Print the line where "of the blue" occurs and every line that follows it in the data below, ending with the last line, precisely as written.

(SUPPLIED MATERIAL)

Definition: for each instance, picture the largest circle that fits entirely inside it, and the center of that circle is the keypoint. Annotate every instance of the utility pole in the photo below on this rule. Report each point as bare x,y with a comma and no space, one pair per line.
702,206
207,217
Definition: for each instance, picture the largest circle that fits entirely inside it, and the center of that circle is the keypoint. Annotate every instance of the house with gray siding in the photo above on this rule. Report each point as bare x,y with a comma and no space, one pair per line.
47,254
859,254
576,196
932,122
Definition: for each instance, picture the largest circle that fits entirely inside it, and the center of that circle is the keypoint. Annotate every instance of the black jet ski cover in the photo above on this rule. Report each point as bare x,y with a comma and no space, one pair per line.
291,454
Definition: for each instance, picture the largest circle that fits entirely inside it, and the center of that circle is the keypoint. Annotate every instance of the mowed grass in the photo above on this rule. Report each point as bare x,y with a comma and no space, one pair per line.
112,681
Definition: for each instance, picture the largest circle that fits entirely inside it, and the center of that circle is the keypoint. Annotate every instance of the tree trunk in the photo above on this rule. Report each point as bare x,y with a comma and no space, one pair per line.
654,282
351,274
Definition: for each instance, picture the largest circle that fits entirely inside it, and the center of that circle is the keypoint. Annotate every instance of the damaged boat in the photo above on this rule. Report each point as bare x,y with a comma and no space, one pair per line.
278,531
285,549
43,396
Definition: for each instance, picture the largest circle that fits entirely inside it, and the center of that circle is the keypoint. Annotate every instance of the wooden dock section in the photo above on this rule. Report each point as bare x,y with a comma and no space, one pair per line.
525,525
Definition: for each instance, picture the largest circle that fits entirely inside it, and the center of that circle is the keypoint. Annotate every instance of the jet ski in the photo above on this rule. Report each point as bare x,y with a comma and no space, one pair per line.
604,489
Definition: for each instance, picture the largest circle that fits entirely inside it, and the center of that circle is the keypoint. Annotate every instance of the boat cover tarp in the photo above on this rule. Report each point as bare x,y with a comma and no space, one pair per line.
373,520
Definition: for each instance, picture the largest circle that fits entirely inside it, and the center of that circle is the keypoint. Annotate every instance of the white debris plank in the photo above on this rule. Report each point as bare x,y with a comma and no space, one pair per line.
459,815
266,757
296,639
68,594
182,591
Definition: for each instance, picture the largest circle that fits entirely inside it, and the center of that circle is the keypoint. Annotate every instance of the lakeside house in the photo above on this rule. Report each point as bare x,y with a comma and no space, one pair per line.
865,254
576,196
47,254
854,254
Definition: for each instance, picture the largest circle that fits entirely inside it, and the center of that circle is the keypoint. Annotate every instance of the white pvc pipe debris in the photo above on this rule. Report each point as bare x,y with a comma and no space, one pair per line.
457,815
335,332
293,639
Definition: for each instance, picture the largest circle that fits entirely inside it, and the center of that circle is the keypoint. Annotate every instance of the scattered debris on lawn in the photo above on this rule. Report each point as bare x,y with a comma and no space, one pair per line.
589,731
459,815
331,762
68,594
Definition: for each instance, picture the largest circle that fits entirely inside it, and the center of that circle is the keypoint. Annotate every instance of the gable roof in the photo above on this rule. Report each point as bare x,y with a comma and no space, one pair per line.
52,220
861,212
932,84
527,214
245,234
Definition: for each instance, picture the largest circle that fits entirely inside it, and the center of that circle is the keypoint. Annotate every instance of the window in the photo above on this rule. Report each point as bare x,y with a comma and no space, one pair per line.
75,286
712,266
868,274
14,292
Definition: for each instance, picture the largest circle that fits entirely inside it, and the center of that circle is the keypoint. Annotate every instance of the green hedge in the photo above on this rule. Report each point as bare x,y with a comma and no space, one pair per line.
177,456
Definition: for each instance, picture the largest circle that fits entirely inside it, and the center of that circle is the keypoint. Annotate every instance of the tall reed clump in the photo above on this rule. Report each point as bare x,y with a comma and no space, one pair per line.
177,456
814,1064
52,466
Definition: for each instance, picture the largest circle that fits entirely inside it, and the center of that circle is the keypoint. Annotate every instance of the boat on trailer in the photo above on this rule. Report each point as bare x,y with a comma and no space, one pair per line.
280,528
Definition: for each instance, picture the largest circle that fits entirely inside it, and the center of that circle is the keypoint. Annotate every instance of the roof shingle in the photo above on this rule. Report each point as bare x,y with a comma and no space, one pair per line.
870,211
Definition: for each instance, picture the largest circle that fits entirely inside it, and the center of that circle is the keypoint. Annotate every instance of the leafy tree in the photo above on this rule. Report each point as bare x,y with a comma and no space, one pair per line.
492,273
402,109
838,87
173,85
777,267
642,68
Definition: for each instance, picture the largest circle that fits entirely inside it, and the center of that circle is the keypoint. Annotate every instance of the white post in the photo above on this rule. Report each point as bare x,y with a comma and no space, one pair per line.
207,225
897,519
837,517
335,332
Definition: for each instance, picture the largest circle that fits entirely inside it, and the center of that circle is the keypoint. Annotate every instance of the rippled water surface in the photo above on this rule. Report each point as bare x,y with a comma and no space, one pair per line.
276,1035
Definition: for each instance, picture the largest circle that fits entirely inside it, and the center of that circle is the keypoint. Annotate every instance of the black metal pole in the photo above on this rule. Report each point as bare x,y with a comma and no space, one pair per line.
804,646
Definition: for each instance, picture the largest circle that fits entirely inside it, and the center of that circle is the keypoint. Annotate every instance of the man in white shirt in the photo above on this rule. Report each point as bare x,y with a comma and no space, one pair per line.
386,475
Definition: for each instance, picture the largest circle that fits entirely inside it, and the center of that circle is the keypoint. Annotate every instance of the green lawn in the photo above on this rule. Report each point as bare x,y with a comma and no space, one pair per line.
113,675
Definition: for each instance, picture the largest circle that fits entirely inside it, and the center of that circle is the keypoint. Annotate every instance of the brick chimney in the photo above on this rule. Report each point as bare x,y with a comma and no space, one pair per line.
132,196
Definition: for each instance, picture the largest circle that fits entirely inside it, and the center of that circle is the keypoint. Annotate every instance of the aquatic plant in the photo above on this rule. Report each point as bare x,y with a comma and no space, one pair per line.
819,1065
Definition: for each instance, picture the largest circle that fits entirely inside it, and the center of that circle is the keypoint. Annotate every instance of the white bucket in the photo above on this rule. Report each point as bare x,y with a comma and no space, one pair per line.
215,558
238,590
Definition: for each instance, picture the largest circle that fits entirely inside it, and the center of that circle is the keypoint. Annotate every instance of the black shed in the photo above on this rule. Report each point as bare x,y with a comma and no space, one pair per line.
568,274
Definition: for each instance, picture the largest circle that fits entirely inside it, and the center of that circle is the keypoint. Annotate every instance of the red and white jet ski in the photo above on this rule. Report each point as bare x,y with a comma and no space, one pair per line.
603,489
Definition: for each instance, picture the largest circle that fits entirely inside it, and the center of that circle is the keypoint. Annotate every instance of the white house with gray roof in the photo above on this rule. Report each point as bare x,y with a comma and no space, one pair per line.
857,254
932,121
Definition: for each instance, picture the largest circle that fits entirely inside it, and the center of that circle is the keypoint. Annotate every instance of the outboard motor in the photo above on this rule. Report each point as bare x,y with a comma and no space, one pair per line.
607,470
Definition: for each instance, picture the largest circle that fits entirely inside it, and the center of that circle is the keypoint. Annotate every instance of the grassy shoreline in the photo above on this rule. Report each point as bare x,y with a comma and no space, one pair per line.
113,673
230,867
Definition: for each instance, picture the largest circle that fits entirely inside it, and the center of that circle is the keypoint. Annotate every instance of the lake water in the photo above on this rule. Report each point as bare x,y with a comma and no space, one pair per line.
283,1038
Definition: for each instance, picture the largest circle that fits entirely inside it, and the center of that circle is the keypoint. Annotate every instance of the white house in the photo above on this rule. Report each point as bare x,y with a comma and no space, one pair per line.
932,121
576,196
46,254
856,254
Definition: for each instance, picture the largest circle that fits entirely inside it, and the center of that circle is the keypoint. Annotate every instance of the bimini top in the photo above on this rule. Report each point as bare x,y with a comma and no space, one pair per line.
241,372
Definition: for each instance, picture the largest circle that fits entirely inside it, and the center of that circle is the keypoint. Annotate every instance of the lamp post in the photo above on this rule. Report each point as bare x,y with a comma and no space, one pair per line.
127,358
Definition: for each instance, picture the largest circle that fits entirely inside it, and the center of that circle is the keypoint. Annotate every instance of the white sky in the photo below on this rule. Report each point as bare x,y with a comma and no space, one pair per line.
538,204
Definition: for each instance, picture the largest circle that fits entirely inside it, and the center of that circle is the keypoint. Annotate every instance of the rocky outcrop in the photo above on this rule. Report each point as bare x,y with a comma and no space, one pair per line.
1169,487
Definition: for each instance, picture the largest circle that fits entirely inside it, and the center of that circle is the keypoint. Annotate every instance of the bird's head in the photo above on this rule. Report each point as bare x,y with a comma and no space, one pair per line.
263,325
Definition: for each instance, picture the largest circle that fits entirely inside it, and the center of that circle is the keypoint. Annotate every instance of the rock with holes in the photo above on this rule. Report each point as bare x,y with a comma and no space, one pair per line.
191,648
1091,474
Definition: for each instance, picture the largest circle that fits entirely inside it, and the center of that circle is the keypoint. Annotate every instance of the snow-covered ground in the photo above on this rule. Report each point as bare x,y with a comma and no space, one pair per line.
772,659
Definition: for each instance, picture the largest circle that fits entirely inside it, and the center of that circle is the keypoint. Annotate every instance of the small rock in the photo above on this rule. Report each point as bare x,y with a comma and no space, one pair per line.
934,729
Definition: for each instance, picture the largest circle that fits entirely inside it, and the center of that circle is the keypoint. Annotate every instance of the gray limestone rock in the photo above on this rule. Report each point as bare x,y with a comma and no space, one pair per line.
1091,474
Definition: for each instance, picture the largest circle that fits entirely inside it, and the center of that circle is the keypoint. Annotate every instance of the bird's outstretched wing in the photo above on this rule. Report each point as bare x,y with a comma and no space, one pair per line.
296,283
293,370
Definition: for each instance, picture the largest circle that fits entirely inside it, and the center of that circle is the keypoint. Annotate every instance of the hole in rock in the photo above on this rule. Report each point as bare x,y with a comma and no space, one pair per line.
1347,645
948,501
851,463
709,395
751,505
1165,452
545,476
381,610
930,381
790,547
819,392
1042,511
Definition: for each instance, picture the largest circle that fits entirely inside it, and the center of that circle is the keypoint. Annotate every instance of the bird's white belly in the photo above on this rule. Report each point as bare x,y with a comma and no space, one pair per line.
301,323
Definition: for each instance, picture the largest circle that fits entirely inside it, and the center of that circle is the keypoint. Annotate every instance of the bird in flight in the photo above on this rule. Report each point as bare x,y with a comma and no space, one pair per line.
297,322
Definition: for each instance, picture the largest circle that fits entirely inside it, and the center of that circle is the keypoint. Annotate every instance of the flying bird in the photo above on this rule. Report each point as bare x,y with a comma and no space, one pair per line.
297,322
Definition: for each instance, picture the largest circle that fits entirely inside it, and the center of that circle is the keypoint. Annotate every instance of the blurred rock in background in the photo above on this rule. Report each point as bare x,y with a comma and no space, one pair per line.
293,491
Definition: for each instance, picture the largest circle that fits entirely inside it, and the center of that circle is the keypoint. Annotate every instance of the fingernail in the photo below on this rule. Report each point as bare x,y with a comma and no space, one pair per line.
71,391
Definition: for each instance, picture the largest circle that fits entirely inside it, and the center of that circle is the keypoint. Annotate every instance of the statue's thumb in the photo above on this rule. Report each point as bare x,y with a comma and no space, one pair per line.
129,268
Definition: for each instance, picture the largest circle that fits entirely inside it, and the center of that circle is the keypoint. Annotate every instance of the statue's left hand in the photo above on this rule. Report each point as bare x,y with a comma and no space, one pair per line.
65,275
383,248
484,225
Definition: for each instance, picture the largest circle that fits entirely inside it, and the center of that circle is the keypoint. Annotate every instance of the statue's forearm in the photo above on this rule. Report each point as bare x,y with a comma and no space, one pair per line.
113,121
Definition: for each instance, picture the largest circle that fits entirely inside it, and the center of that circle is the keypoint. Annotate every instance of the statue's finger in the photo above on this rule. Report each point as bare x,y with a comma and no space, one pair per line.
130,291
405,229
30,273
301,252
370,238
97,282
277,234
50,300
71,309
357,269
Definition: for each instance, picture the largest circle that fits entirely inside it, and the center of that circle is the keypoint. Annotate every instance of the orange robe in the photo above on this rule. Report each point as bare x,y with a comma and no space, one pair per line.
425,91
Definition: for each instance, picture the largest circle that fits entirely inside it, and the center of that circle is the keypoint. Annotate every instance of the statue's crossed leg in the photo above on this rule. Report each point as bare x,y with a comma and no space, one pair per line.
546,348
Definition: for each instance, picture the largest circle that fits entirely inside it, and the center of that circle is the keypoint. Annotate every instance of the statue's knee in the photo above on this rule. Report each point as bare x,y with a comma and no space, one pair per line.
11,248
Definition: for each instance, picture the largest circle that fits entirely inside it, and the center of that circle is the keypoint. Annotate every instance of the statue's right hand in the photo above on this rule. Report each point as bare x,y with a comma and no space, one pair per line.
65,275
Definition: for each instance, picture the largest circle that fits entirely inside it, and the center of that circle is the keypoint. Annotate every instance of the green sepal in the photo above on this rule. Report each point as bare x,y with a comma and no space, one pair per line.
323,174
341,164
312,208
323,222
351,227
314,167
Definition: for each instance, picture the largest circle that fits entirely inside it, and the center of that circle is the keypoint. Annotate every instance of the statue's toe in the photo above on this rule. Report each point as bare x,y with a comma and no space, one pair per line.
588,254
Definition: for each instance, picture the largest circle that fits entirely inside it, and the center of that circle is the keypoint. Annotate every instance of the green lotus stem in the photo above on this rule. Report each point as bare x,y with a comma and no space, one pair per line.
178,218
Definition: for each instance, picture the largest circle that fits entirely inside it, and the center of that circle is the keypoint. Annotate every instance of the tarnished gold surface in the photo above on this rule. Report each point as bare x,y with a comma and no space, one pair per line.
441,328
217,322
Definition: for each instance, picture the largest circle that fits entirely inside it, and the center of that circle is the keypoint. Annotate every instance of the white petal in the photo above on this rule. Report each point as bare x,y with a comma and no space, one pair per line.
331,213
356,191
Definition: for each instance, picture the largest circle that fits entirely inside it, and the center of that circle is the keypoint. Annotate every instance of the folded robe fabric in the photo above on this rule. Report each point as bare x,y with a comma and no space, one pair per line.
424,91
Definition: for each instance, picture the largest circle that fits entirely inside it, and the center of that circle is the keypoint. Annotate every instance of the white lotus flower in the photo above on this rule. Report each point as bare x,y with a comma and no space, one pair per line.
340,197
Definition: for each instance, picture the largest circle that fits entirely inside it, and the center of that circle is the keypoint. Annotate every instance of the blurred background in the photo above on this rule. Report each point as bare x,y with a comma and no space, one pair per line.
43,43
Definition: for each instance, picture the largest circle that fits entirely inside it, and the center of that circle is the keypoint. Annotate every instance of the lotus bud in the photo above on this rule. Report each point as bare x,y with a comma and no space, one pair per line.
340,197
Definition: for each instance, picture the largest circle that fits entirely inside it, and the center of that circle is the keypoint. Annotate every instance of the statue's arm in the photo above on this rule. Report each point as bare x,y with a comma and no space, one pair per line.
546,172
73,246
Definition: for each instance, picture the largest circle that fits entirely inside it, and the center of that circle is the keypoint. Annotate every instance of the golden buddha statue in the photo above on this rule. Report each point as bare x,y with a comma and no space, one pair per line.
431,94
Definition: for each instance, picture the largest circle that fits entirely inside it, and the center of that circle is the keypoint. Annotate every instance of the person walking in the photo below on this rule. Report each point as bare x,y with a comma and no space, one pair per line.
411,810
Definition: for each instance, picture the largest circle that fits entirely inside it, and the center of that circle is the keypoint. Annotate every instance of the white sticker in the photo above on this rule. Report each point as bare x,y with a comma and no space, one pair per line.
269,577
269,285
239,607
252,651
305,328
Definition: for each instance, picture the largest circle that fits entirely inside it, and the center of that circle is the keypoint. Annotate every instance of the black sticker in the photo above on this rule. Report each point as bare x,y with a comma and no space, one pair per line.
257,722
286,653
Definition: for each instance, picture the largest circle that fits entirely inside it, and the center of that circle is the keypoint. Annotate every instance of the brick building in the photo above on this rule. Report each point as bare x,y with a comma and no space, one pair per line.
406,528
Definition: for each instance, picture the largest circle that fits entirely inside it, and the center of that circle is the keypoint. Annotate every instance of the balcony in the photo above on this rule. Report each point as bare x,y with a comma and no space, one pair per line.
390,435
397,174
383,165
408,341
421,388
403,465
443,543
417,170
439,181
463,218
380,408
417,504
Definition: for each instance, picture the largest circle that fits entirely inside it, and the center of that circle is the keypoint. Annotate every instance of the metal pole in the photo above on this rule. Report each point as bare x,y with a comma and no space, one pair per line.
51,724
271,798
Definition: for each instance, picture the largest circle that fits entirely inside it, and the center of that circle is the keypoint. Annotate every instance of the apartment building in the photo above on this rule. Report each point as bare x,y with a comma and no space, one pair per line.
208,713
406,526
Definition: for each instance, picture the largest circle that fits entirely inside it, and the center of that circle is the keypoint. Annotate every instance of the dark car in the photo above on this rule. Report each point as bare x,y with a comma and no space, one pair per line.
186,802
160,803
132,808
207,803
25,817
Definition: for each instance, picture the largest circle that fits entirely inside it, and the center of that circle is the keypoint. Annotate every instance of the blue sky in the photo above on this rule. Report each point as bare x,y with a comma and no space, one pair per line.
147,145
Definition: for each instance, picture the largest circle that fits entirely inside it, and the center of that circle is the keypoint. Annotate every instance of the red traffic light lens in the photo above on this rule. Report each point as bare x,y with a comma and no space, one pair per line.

(End SUPPLIED MATERIAL)

EXERCISE RESPONSE =
Definition: for each instance, picture the largest circle that fits entirely inside it, and the center of that circle is the keypoint. Annotate every instance of the blue sky in the photo above on this rule. Report each point as bare x,y with a comma and no space, one pair per line.
147,145
Definition: for each instance, picture the largest circle that fits entirely inside it, and the center of that circle is the keypoint. Annotate every instance of the red traffic light lens in the photo above on this rule. Report each point as bare x,y with a comma and no space, one pair per line.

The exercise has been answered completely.